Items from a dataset
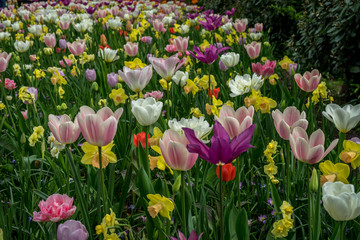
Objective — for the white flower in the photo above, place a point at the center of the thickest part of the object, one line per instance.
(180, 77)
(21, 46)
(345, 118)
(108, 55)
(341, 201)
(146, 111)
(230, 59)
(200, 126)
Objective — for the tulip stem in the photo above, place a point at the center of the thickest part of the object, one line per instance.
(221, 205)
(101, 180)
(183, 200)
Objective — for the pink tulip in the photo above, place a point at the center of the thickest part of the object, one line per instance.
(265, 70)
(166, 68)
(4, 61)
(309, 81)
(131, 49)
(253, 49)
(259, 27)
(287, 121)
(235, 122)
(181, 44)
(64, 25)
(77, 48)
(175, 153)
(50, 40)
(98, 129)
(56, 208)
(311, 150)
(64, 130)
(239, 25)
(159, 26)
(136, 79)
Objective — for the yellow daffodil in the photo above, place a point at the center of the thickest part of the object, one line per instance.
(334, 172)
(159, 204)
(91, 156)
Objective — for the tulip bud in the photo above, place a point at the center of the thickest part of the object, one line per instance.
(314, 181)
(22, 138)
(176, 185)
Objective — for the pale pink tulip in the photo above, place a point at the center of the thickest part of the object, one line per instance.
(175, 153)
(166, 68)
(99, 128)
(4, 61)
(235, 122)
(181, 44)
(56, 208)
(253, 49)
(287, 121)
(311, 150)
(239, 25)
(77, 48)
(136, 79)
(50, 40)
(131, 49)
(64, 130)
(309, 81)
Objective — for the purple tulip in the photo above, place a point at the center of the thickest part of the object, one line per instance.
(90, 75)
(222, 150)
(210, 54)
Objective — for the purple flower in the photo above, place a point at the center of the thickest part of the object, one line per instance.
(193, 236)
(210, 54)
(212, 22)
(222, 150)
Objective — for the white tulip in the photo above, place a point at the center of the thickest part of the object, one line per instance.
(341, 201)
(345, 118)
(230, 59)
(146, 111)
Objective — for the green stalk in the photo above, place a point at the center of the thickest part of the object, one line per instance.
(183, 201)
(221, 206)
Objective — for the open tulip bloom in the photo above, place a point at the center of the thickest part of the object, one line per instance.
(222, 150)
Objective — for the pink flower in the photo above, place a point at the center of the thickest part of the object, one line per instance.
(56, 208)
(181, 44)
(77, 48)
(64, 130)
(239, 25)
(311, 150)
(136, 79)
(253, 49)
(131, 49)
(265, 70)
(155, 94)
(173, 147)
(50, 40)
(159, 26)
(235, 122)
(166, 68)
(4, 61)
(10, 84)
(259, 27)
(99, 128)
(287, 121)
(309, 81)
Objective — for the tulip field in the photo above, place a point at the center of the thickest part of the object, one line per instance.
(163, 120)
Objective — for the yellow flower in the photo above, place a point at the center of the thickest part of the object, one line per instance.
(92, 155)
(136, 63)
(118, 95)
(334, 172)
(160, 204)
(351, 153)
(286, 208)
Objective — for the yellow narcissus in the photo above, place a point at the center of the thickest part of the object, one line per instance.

Task to complete =
Can you restate all the records above word for word while dropping the pictures?

Result =
Objective — for the white flower in the photo above, place a point at the center of the thickest part of the object, one line per instance.
(180, 77)
(21, 46)
(345, 118)
(108, 55)
(341, 201)
(146, 111)
(230, 59)
(200, 126)
Objective — for the tulip stem in the photo above, place a point at the center of the thickest part of the object, one line per instance.
(221, 205)
(101, 180)
(183, 200)
Objective — for the pink tulip in the photo above, place a point at the center of the thickest part of the object, one line per instance.
(265, 70)
(166, 68)
(4, 61)
(309, 81)
(131, 49)
(253, 49)
(259, 27)
(287, 121)
(235, 122)
(181, 44)
(64, 25)
(77, 48)
(175, 153)
(50, 40)
(98, 129)
(56, 208)
(311, 150)
(64, 130)
(239, 25)
(159, 26)
(136, 79)
Objective — for the yellow daffodil in the photo above, place a point at the center of the thickest part of the object, one line per instance.
(334, 172)
(159, 204)
(91, 156)
Objective — for the tulip bud in the photo above, place a point at the center of the thickest part of the object, one line per instance.
(314, 181)
(22, 138)
(176, 185)
Objective — for the pale pink tulip in the photo above, place a point at the center of the thickest part of the object, one line per instance.
(175, 153)
(166, 68)
(99, 128)
(4, 61)
(235, 122)
(181, 44)
(56, 208)
(253, 49)
(287, 121)
(311, 150)
(239, 25)
(77, 48)
(136, 79)
(50, 40)
(131, 49)
(64, 130)
(309, 81)
Objective — for the purple tulip in the photo above, place a point at the center of the thickest part of the object, one line per instance.
(90, 75)
(222, 150)
(210, 54)
Objective — for the purple flower in the photo above, place a point at the center of the thickest part of the object, one line per instance.
(193, 236)
(210, 54)
(212, 22)
(222, 150)
Objective — for the white tulip in the photo above, place a point at the center of the thickest part of the object, one line per instance.
(341, 201)
(345, 118)
(230, 59)
(146, 111)
Objective — for the green stalk in the photo above, place a point at the center of the thickest part of the object, one line per instance.
(183, 201)
(221, 206)
Objective — for the open tulip bloom in the photo above, place a point at the center of the thickest part of the object, one line per instance.
(222, 150)
Objective — for the pink flower in the photo above, place a point at the center of the thickest part of the object, one line per instance.
(56, 208)
(181, 44)
(77, 48)
(64, 130)
(239, 25)
(311, 150)
(136, 79)
(253, 49)
(131, 49)
(265, 70)
(155, 94)
(173, 147)
(50, 40)
(159, 26)
(235, 122)
(166, 68)
(4, 61)
(10, 84)
(259, 27)
(99, 128)
(287, 121)
(309, 81)
Objective — for the tulip field in the photo above, place a point at the center of the thickest part of the object, one line per instance.
(163, 120)
Objective — for the yellow flower in the photo above, place a point at the center of the thickest part of the object, one line per instance.
(92, 155)
(136, 63)
(118, 95)
(334, 172)
(160, 204)
(351, 153)
(286, 208)
Objective — for the yellow narcissus in the photo above, place a point at the center of the thickest part of the object, one line per instance.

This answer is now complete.